Syncope accounts for almost 40 percent patients visiting a clinic for the complaints of ‘sudden fall episodes’. It is a transient loss of consciousness associated with the loss of body tone. Most of the patients recover spontaneously. It may occur as a single event without any specific causation or can also be recurrent when it is associated with some organic pathology. The basic pathophysiology includes reduced cerebral blood flow.
An occurrence of syncope needs to be differentiated from a seizure episode, since it mimics the later very closely. A recurrent an d unexplained episodes of syncope need to be examined for possible structural cardiac pathologies, since it can lead to death if not attended in time. Most of the times, syncope occurs suddenly without any warning, but few patients can experience pre-syncope manifestations like light-headedness, dizziness, a feeling of warmth, nausea, and visual blurring.
The transient reduction in the cerebral blood flow is mostly due to three basic causes
1. Disturbance in the vascular tone or blood volume
2. Obstructive cardiovascular disorders and rhythm abnormalities
3. Cerebrovascular diseases
The disturbance of vascular tone or blood volume can be due to situations like cough, micturition, defecation or valsalva maneuver as well as due to carotid sinus hypersensitivity. Also due to orthostatic hypotension because of some vasodilator drugs, pure autonomic failure, peripheral neuropathy, and decreased blood volume. Cardiac rhythm abnormalities like sinus bradicardia, sinus arrest, atrioventricular block or atril flutter and fibrillation can also lead to syncope. Vetebrobasilar insufficiency or basilar artery migraine are one of the cerebrovascular diseases causing syncope.
Disorders that can mimic syncope are few metabolic disorders like hypoxia, hypoglycemia, anemia or hyperventilation or some psychogenic events due to anxiety attacks or hysterical fainting.
Neurocardiogenic or vasovagal syncope is usually associated with both sympathetic withdrawal [vasodilatation] and increased parasympathetic activity causing bradicardia. These are precipitated by alcohol consumption, severe pain, extreme fatigue, hunger, prolonged standing, exposure to hot or crowded environment, and during emotional situation.

[Image point grounding data]
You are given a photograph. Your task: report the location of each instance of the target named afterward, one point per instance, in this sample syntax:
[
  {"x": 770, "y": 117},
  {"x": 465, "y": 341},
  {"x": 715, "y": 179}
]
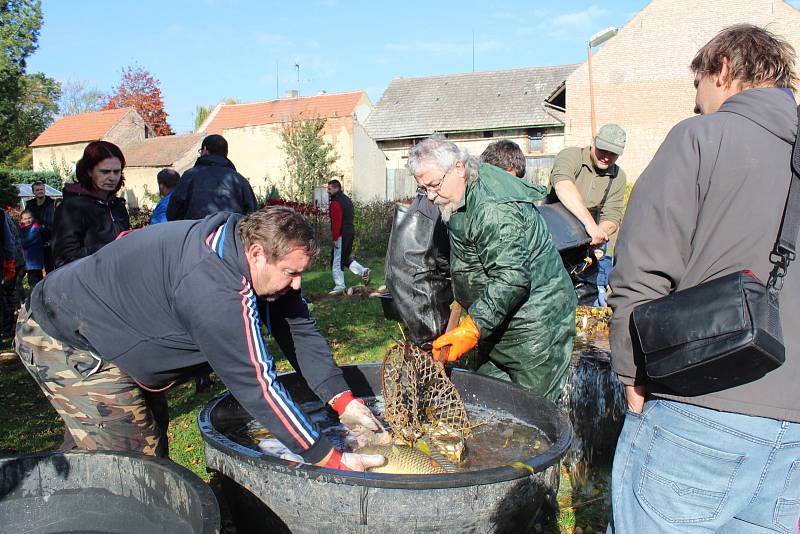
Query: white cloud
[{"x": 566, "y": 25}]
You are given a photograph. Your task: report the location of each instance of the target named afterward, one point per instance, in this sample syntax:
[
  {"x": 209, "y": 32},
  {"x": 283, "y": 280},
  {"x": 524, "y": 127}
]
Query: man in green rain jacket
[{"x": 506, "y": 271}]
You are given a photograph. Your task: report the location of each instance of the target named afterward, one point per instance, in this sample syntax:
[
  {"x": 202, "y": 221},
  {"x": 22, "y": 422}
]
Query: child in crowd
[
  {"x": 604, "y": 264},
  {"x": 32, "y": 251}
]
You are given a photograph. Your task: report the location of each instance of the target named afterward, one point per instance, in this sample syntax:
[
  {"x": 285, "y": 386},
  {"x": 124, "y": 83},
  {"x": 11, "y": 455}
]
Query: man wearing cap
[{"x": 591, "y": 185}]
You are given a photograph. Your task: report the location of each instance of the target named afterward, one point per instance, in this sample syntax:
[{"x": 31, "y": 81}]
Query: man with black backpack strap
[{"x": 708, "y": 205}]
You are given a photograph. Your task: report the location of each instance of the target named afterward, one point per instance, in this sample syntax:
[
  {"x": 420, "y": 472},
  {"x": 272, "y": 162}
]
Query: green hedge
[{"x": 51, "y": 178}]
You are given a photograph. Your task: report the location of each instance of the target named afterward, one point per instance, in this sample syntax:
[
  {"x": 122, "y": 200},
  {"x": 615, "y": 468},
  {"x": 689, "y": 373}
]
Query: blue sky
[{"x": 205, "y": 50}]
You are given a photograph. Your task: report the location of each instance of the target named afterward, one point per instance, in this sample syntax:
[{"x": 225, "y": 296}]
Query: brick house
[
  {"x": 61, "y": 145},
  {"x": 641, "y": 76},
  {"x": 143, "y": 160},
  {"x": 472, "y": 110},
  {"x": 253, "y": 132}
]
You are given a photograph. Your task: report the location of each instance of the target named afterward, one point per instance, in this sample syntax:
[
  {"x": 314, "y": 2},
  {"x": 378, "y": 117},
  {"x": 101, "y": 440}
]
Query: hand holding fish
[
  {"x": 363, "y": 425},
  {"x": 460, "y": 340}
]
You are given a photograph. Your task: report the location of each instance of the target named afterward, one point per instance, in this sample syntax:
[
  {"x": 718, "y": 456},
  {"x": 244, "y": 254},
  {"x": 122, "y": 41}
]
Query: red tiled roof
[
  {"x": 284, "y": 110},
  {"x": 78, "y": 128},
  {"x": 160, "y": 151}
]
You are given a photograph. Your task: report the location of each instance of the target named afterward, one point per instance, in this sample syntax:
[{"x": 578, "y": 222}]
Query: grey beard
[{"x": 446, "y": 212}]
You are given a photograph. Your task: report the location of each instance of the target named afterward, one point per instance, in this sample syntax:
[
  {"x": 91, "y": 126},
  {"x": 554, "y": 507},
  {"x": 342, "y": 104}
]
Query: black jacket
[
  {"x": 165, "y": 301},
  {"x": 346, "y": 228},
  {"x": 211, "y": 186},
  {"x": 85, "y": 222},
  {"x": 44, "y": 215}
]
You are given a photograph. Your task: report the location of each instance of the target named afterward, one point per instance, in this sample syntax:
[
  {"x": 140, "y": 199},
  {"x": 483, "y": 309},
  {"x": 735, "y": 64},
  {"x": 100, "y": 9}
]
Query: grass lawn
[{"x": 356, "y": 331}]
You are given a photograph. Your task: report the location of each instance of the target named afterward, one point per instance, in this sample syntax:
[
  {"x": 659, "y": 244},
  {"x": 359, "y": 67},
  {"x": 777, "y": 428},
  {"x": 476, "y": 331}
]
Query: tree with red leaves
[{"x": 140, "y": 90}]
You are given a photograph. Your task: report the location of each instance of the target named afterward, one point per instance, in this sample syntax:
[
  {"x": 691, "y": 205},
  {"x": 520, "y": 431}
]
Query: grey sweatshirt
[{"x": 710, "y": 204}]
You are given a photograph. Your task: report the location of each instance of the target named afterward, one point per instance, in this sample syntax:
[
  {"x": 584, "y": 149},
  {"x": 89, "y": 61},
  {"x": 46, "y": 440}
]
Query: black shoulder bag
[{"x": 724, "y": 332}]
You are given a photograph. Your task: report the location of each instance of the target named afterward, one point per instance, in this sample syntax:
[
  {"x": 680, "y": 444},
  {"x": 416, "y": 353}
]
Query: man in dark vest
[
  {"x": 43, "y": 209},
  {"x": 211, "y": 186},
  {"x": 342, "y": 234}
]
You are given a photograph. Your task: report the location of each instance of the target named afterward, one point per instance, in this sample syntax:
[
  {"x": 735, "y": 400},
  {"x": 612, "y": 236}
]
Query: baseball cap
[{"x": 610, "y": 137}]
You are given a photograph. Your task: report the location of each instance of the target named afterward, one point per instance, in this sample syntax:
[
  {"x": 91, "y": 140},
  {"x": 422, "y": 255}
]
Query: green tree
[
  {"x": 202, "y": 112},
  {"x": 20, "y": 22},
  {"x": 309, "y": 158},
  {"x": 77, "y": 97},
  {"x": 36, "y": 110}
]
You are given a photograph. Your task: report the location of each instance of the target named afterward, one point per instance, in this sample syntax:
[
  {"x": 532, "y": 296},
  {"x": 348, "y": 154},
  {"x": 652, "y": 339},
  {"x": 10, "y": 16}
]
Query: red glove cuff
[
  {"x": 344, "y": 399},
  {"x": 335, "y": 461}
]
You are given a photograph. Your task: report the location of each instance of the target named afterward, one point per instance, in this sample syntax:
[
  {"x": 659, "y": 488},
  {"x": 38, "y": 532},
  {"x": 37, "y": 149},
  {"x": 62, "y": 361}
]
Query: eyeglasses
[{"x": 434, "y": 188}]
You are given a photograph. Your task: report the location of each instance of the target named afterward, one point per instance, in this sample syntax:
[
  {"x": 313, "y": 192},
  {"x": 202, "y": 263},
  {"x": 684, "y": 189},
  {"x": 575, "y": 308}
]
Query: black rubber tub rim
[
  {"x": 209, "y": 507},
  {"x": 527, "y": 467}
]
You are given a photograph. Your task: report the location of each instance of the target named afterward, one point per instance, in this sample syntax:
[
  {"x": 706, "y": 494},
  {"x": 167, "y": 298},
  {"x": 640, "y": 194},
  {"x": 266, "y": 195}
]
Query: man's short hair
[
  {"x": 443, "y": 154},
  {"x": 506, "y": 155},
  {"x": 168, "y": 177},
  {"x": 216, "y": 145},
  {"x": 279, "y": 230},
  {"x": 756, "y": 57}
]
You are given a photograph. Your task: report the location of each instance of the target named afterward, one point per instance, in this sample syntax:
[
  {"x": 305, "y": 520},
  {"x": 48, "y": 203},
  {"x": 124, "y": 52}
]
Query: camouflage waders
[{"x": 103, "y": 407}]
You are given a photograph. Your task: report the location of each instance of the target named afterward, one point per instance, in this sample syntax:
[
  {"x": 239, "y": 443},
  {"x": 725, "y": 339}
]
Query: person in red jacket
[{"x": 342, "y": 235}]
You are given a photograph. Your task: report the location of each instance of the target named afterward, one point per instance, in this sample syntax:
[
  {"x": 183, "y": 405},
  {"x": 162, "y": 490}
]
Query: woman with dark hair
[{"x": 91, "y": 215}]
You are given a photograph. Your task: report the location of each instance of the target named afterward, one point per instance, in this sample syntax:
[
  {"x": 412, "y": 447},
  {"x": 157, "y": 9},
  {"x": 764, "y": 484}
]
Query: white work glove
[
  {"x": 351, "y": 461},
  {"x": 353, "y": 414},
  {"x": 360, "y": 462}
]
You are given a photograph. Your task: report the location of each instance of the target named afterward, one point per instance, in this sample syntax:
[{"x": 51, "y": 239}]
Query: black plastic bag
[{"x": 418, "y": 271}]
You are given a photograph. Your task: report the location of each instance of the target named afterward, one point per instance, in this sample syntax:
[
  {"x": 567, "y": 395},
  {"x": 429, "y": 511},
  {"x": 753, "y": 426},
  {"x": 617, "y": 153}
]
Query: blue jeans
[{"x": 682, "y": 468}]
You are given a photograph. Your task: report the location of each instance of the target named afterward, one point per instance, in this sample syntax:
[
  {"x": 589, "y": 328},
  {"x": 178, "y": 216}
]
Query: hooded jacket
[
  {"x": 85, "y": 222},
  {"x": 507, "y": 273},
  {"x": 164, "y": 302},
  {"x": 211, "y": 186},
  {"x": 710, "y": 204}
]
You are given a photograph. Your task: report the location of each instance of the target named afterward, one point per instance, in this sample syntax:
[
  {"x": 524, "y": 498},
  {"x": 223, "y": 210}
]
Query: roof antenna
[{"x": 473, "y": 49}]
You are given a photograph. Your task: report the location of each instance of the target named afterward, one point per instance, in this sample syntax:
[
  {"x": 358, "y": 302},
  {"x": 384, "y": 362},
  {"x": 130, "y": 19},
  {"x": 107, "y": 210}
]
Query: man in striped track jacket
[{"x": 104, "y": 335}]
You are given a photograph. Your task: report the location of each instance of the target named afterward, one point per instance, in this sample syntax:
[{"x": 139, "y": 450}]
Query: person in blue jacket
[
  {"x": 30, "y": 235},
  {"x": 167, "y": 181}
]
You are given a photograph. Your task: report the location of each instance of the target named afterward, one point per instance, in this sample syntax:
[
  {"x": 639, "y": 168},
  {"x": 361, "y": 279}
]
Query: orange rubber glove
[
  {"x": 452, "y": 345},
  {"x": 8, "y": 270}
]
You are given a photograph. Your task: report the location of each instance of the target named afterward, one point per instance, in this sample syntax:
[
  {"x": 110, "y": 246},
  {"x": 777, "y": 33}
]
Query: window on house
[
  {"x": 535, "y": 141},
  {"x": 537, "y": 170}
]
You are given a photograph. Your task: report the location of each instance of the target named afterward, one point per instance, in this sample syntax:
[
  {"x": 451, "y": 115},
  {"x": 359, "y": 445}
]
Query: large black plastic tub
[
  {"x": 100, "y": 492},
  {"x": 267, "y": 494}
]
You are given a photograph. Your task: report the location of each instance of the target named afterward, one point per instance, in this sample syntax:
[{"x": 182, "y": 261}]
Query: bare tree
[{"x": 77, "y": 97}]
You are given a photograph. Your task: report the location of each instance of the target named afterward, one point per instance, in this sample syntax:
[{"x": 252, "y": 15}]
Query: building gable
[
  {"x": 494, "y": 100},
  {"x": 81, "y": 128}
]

- ASSIGNED TASK A
Write out the passage on syncope word for word, starting at "Disorders that can" and ending at "or hysterical fainting.".
- ASSIGNED TASK B
Pick up the passage on syncope from the point where it stops and continue it.

- EXERCISE RESPONSE A
Disorders that can mimic syncope are few metabolic disorders like hypoxia, hypoglycemia, anemia or hyperventilation or some psychogenic events due to anxiety attacks or hysterical fainting.

- EXERCISE RESPONSE B
The above mentioned pathologies should be ruled out by conducting diagnostic tests after a thorough clinical history – including serum electrolytes, glucose and blood counts. Electrocardiogram, cardiac enzymes need to be checked in case of cardiac causes. An electroencephalogram will rule out the possibility of a seizure activity.
Sporadically occurring syncope attacks do not need any treatment if they are of vasovagal origin. Remedies like gelsemium, belladonna, conium and phosphorus have been most effective in treating recurrent episodes of syncope. The totality should be based on the precipitating factors like exposure to direct sunlight [as in belladonna and gelsemium] as well as the factors that modify the episodes such as getting aggravated on sudden rising, looking up, etc.
Symptoms that follow the syncopal attack too play a significant role in remedy selection. Gelsemium patient will have a drowsy and dull look with reduced thirst. Belladonna will show marked congestion of eyes along with throbbing headache after the episode. Arsenic album will have anxiety with frequent thirst for small quantities of water. Phosphorus patient will have intolerance of light, especially the artificial one. Of course, these symptoms will help to select a remedy for preventing the future attacks.
A well-selected deep-acting constitutional remedy will always have its role to restore the vital force back to normal, so as to treat the basic pattern.